• _REQUEST 1_
In the ring buffer thread, copy out the part that opens with the words "89: 39 d0 cmp" and closes with "lock cmpxchg %edx,(%rdi)", switching "jne" to "jnz" throughout.
• _REQUEST 2_
Answer these about the ring buffer thread:
(a) What text size does ring_buffer-bool.o show?
(b) On which architecture does setting the output value with "SETcc r8" cause a partial register stall when returning r32?
(c) Which compiler version generated the code shown for ring_buffer_record_off?

• _SOURCE PASSAGE_
──────────

Re: [PATCH 0/3] Improve trace/ring_buffer.c

From: Uros Bizjak
Date: Wed Mar 01 2023 - 03:36:03 EST


On Tue, Feb 28, 2023 at 8:35 PM Steven Rostedt <rostedt@xxxxxxxxxxx> wrote:
>
> On Tue, 28 Feb 2023 18:59:26 +0100
> Uros Bizjak <ubizjak@xxxxxxxxx> wrote:
>
> > This series improves ring_buffer.c by changing the type of some
> > static functions to void or bool and
>
> Well, it's not really an improvement unless it has a functional change. But
> I'm OK with taking these.

"No functional changes intended" claim should be taken in the sense
that the same functionality is achieved in a more optimal way. As a
trivial example, changing some functions to bool eliminates many
unnecessary zero-extensions and results in smaller code:

size ring_buffer-*.o
text data bss dec hex filename
25599 1762 4 27365 6ae5 ring_buffer-vanilla.o
25551 1762 4 27317 6ab5 ring_buffer-bool.o

Please also note that setting the output value with "SETcc r8" results
in a partial register stall on x86 when returning r32. The compiler
knows how to handle this issue (using register dependency breaking XOR
in front of SETcc), but it is better to avoid the issue altogether.
So, there are also secondary benefits of the above "No functional
changes intended" change, besides lower code size.

> > uses try_cmpxchg instead of
> > cmpxchg (*ptr, old, new) == old where appropriate.
>
> Now, the try_cmpxchg() could be an improvement on x86.

True, the concrete example is e.g. ring_buffer_record_off, where the
cmpxchg loop improves from:

78: 8b 57 08 mov 0x8(%rdi),%edx
7b: 89 d6 mov %edx,%esi
7d: 89 d0 mov %edx,%eax
7f: 81 ce 00 00 10 00 or $0x100000,%esi
85: f0 0f b1 31 lock cmpxchg %esi,(%rcx)
89: 39 d0 cmp %edx,%eax
8b: 75 eb jne 78 <ring_buffer_record_off+0x8>

to:

1bb: 89 c2 mov %eax,%edx
1bd: 81 ca 00 00 10 00 or $0x100000,%edx
1c3: f0 0f b1 17 lock cmpxchg %edx,(%rdi)
1c7: 75 f2 jne 1bb <ring_buffer_record_off+0xb>

As can be demonstrated above, the move to a temporary reg and the
comparison with said temporary are both eliminated.

The above code is generated with gcc-10.3.1 to show the direct
benefits of the change. gcc-12+ is able to use likely/unlikely
annotations inside try_cmpxchg definition and generates fast paths
through the code (as mentioned by you in the RCU patch-set thread).

Please also note that try_cmpxchg generates better code also for
targets that do not define try_cmpxchg and use fallback code, as
reported in [1] and follow-up messages.

The API of try_cmpxhg is written in such a way that benefits loops and
also linear code. I will discuss this in the reply of PATCH 3/3.

[1] https://lore.kernel.org/lkml/871qwgmqws.fsf@xxxxxxxxxxxxxxxxxx/

Uros.

──────────

• _INFORMATION SUPPLIED_
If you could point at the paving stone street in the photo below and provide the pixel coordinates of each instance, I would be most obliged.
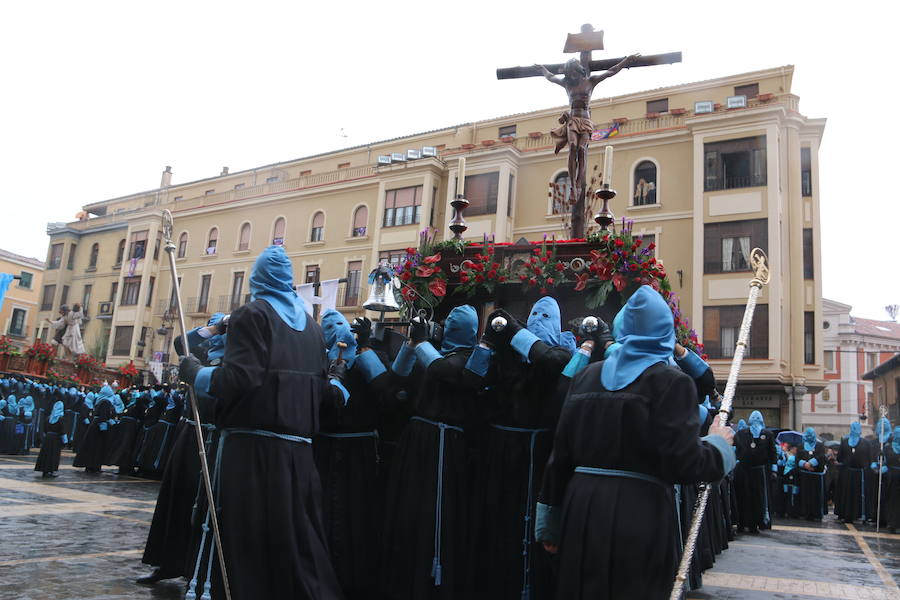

──────────

• _TASK ANSWER 1_
89: 39 d0 cmp %edx,%eax
8b: 75 eb jnz 78 <ring_buffer_record_off+0x8>

to:

1bb: 89 c2 mov %eax,%edx
1bd: 81 ca 00 00 10 00 or $0x100000,%edx
1c3: f0 0f b1 17 lock cmpxchg %edx,(%rdi)

• _TASK ANSWER 2_
(a) 25551
(b) x86
(c) gcc-10.3.1